> **Task item**
Exact wording is required: transcribe all the entries and leave the images out.

> **Dataset extract**
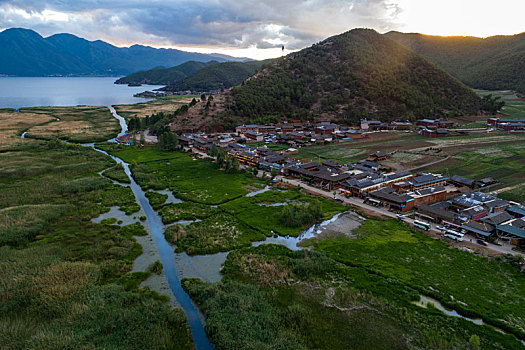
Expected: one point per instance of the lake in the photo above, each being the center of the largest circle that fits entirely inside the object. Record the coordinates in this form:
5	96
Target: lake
16	92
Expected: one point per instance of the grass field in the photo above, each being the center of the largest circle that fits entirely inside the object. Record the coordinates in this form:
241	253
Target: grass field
514	107
63	275
271	297
75	124
502	162
162	104
472	284
190	179
256	212
516	194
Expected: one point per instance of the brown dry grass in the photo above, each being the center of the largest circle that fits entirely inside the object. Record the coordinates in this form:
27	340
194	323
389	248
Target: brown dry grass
12	124
167	105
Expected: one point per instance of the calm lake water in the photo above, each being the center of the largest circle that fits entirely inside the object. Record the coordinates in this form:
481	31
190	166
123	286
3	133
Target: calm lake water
16	92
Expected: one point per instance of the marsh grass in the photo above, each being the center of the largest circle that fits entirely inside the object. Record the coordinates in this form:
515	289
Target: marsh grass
117	173
156	200
475	286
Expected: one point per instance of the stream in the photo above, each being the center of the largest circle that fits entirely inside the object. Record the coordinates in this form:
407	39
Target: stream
165	250
424	301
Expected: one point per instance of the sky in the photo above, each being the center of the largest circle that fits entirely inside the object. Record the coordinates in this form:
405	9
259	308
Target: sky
256	28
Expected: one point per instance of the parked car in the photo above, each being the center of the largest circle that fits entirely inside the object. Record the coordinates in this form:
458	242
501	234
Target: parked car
482	242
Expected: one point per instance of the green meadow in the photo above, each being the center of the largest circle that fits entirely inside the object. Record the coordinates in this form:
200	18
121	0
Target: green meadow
272	297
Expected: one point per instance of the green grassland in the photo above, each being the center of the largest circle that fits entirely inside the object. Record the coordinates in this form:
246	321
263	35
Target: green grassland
164	104
190	179
117	173
274	298
77	124
501	162
63	275
473	285
217	233
516	194
514	107
254	212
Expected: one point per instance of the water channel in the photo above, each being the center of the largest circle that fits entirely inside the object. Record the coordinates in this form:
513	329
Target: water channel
165	250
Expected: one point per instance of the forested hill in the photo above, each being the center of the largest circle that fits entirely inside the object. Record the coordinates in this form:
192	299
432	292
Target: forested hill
217	76
26	53
164	76
350	76
493	63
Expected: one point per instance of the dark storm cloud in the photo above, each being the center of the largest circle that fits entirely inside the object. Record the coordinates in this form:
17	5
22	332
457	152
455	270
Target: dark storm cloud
226	23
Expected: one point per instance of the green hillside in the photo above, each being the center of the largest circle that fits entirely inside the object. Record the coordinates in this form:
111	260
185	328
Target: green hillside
164	76
217	76
494	63
350	76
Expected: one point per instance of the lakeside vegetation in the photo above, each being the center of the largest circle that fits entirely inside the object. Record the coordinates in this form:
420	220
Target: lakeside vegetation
80	124
494	63
272	297
259	213
63	275
473	285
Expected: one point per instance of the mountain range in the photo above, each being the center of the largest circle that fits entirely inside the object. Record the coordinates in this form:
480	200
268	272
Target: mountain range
493	63
27	53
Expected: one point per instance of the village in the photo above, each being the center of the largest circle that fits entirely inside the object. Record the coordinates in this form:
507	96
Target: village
455	207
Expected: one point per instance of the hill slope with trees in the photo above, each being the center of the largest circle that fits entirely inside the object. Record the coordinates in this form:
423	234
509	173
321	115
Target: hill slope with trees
494	63
358	74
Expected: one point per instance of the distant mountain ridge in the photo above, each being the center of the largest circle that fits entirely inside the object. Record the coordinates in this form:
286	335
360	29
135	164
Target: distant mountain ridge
27	53
493	63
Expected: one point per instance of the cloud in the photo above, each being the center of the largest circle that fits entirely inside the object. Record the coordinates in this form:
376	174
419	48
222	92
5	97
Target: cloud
212	23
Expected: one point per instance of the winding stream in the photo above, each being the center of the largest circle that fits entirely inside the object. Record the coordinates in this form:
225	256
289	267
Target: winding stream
165	250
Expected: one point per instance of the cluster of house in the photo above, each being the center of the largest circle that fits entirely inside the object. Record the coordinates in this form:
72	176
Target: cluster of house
479	214
507	125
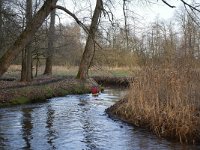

> **Task output**
Expected: one point per instance of the lake in the photo above, each being the center of the largest circle that fits entirely inside the object. Record the coordinates in this form:
5	96
Target: lake
16	92
Expected: one point per instance of the grass field in the photo above, each being the center of the largest circle that fits entirely inside the object. Record the coordinates in this form:
241	253
Target: grass field
514	107
63	275
271	297
75	124
502	162
162	104
472	284
190	179
256	212
516	194
Expected: one point per instance of the brown dry grass in the photo above, each being the center of the largest circle that fits entirely inside the object. Record the coordinates in this form:
27	340
194	323
389	248
Target: brown dry grass
12	124
167	105
Expected: one point per instance of the calm lake water in the photo above, each being the center of the largest circle that fits entirely inside the object. Record the coordinates in this form:
481	31
190	166
123	286
3	133
Target: calm lake water
16	92
Expected: one point per instance of the marsh grass in the photo above, each being the center of the largest circle that fits entirely inside the object. Record the coordinates in this form:
515	289
Target: marsh grass
117	173
156	200
475	286
Expected: one point per instance of the stream in the photo above, each being the center of the largest circle that fits entirely inside the object. Record the coordinates in this form:
407	39
Target: stream
165	250
424	301
Expected: one point per instance of the sky in the photo above, each being the center of the largest circle that fits entirely inside the object. Record the coordinates in this form:
405	9
259	308
Target: sky
256	28
Expected: one point per instance of the parked car in the photo above, each being the center of the largest circle that fits entirely inside the object. Record the coordinates in this form:
458	242
501	234
Target: parked car
482	242
Expected: one point per instance of the green meadow in the photo above, each being the center of the largest circle that fits entirely inside the object. Record the coordinates in this form:
200	18
121	0
Target: green meadow
272	297
Expected: one point per instance of the green grassland in the photo above, each being the center of the largest circle that fits entirely inside the object. Record the coordinates in this form:
246	321
263	35
Target: green grassland
164	104
190	179
117	173
274	298
77	124
501	162
63	275
473	285
217	233
516	194
514	107
254	212
Expected: one point per instance of the water channel in the photo above, each being the center of the largest circle that fits entirely inside the object. Record the coordinates in this form:
513	329
Target: water channel
165	250
Expected: one point per instance of the forested hill in the photo above, each being the center of the largest circle that fits entirely inside the object. Record the coordinates in this form:
192	299
432	292
Target: forested hill
217	76
26	53
164	76
350	76
493	63
Expected: one point per instance of the dark storm cloud in the photo above, each being the center of the largest circle that fits entirely inside the object. Record the coordinates in this form:
17	5
22	332
457	152
455	270
Target: dark storm cloud
226	23
Expected: one point per instance of the green hillside in the photo above, each being the center of the largest circle that fits entirely inside the object. Record the coordinates in this form:
111	260
185	328
Target: green hillside
164	76
217	76
494	63
350	76
Expected: one point per instance of the lakeside vegetation in the photo above, each being the center of the largest circle that fits entirely inside the object. Record the coordinates in this form:
420	220
Target: lakeside vegetation
80	124
494	63
272	297
259	213
63	275
473	285
Expected: one point per instance of the mountain range in the photo above, each being the center of the largest circle that fits entirely inside the object. Record the coordinates in this form:
480	200
268	272
Target: mountain range
493	63
27	53
Expected: one point per instance of the village in the photo above, each being the center of the largest circle that fits entirely inside the object. Record the coordinates in this form:
507	96
Target: village
455	207
Expected: one point per instance of the hill slope with trees in the photo above, each being the center of the largest circle that fits entirely inside the object. Record the coordinates in this form:
423	234
509	173
321	115
Target: hill slope with trees
494	63
358	74
Expected: one point per instance of the distant mountain ridge in the photo above, each being the center of the largest circle that fits entirely inside the object. Record the coordinates in this form:
286	335
360	29
135	164
Target: distant mountain ridge
27	53
493	63
Expected: one point per instance of the cloud in the photo above, each being the center of the largest circle that fits entirely inside the object. Record the coordinates in this form:
376	174
419	48
222	92
5	97
Target: cloud
212	23
Expected: one point per instance of the winding stream in the photo above, each being the center of the largest circle that fits entirely inside the object. Record the coordinates in this form:
225	256
289	267
Target: winding stream
165	250
Expected: one point per instance of the cluster of house in the photo above, each being the center of the largest circle that fits entirely inside the object. Record the coordinates in this form:
72	176
Target: cluster of house
479	214
507	125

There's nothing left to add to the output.